* AUFGABE
Schreiben Sie bitte eine Passage aus dem Textauszug über die neue Sozialdemokratie wörtlich ab. Beginnen Sie bei den Worten mit „Zu befürchten ist, dass“ und hören Sie nach „Neoliberalen, Freihandelsabkommen ablehnt.“ auf.

* TEXTAUSZUG
Die entscheidende Frage ist, ob und von wem eine neue Sozialdemokratie, wie sie sich seit einigen Jahren herausbildet, gebraucht wird. Als Franklin D. Roosevelt den New Deal ausrief, existierte in den USA eine militante Arbeiterbewegung, die Betriebe und ganze Städte besetzen konnte. Die Sowjetunion schien für oberflächliche Beobachter dank Planwirtschaft auf Erfolgskurs. Vor diesem Hintergrund warnte John M. Keynes die Bourgeoisie vor der Alternative Reform oder Revolution. Sein konservativer Kollege Joseph Schumpeter fürchtete noch nach dem Zweiten Weltkrieg, dem Kapitalismus könnte das letzte Stündlein geschlagen haben. Heute ist die radikale Linke marginal, darum hat die reformistische Linke wenig Spielraum. So muss Syriza anstelle der Konservativen die Verelendung der griechischen Bevölkerung durchprügeln und der lateinamerikanische „Sozialismus des 21. Jahrhunderts“ scheint am Ende, seit die Rohstoffpreise sanken.

Zu befürchten ist, dass die neue sozialdemokratische Linke deshalb auf nationalistische Konzepte einschwenkt. Ansätze dafür gibt es genug. Die Globalisierungskritik bezog sich von Anfang an positiv auf den Nationalstaat, auf die Völker der Welt, ihre Sitten und Gebräuche. Kulturelle Vielfalt sei vor globaler Monokultur zu retten, heißt es in Erklärungen der Weltsozialforen, als hätte Alain de Benoist, Vordenker der Neuen Rechten in Frankreich, die Feder geführt. Den künftigen US-Präsidenten Donald Trump müssten TTIP-Gegner als Hoffnungsträger feiern, weil er im Unterschied zu Hillary Clinton, der Favoritin der Neoliberalen, Freihandelsabkommen ablehnt.

* BEREITGESTELLTE DATEN
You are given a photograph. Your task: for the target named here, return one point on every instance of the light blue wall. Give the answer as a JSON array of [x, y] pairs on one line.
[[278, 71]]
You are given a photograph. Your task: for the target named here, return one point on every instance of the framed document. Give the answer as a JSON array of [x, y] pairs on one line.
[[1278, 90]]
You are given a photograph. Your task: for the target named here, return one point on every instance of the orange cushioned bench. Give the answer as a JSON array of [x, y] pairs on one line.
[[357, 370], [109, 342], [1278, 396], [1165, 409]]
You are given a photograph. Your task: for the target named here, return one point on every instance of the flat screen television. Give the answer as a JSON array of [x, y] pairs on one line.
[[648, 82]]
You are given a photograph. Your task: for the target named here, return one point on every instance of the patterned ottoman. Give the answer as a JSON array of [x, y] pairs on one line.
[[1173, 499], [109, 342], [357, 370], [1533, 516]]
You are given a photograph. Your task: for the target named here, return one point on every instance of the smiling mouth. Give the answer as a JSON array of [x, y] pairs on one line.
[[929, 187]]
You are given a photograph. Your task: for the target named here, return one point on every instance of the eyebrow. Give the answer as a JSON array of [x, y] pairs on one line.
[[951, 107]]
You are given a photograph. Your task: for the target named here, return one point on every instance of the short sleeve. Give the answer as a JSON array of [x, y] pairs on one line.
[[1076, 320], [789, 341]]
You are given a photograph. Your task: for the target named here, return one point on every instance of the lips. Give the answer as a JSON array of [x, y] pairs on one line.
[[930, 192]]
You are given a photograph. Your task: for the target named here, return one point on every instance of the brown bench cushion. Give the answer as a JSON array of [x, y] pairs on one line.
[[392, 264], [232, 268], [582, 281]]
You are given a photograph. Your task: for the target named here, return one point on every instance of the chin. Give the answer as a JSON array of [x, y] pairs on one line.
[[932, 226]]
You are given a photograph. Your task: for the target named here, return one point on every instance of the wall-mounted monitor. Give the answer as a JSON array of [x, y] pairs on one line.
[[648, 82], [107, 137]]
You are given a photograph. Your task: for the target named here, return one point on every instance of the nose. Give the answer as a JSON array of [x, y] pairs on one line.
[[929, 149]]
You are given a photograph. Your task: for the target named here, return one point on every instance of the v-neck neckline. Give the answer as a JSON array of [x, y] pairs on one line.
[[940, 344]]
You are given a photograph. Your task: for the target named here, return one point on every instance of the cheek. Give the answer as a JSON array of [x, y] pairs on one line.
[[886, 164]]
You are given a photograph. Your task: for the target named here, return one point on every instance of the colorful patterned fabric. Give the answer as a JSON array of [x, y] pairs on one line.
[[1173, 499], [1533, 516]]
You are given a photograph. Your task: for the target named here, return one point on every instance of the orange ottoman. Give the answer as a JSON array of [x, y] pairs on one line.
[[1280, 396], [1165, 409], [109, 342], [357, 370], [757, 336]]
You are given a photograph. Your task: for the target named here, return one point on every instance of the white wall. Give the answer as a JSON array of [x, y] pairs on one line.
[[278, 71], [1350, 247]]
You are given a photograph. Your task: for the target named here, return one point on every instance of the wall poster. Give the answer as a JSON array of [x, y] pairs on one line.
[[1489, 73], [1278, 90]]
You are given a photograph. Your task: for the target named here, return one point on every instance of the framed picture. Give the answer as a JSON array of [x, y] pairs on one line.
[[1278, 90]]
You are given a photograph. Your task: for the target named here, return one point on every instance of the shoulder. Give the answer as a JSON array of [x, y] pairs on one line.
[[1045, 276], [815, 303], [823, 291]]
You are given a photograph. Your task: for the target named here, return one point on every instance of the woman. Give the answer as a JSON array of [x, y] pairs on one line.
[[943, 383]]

* LÖSUNG
Zu befürchten ist, dass die neue sozialdemokratische Linke deshalb auf nationalistische Konzepte einschwenkt. Ansätze dafür gibt es genug. Die Globalisierungskritik bezog sich von Anfang an positiv auf den Nationalstaat, auf die Völker der Welt, ihre Sitten und Gebräuche. Kulturelle Vielfalt sei vor globaler Monokultur zu retten, heißt es in Erklärungen der Weltsozialforen, als hätte Alain de Benoist, Vordenker der Neuen Rechten in Frankreich, die Feder geführt. Den künftigen US-Präsidenten Donald Trump müssten TTIP-Gegner als Hoffnungsträger feiern, weil er im Unterschied zu Hillary Clinton, der Favoritin der Neoliberalen, Freihandelsabkommen ablehnt.